Start of Data listing

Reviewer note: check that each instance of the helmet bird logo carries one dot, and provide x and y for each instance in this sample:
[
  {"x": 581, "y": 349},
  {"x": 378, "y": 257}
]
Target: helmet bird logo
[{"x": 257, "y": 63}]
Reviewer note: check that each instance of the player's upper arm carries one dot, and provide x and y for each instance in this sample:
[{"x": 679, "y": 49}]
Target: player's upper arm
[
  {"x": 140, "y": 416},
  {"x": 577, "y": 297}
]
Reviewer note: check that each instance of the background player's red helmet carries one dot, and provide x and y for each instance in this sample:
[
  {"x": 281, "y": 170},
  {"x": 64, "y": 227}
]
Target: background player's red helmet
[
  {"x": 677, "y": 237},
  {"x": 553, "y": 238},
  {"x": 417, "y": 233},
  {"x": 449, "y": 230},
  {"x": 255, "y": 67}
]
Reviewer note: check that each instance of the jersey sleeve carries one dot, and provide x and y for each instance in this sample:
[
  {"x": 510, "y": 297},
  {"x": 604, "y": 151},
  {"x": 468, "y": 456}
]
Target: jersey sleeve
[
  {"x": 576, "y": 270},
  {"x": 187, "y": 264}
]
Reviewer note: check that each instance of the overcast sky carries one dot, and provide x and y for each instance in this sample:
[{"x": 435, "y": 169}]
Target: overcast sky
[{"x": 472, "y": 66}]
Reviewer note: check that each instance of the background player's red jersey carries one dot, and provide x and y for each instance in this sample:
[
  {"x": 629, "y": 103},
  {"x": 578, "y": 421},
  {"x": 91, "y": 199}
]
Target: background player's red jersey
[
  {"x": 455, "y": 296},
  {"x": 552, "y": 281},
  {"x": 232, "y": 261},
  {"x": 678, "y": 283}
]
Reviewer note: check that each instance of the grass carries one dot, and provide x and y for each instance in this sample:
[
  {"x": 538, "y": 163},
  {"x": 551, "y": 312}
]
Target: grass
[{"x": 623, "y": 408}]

End of Data listing

**Your assignment:** Collect every line from the records above that contains the word "each".

**Solution:**
Reviewer note: check that each instance of the helmet bird logo carries one dot, and provide x and y for each instance in this sample:
Reviewer note: check that each instance of the player's upper arm carries one dot, and provide x and y for each instance in this sample:
Reviewer note: check that each instance of the background player's red helmet carries one dot, and provide x and y for each instance in this sample:
Reviewer note: check that each instance of the jersey sleeve carries one dot, and provide x and y for each instance in this sample:
Reviewer note: check that each instance of the overcast sky carries one dot, and provide x and y for each instance in this sample:
Reviewer note: check that each instance of the background player's red jersey carries one dot, and provide x and y for each instance in this sample:
Reviewer note: check that each instance of the grass carries one dot, and provide x and y for each instance in this sample:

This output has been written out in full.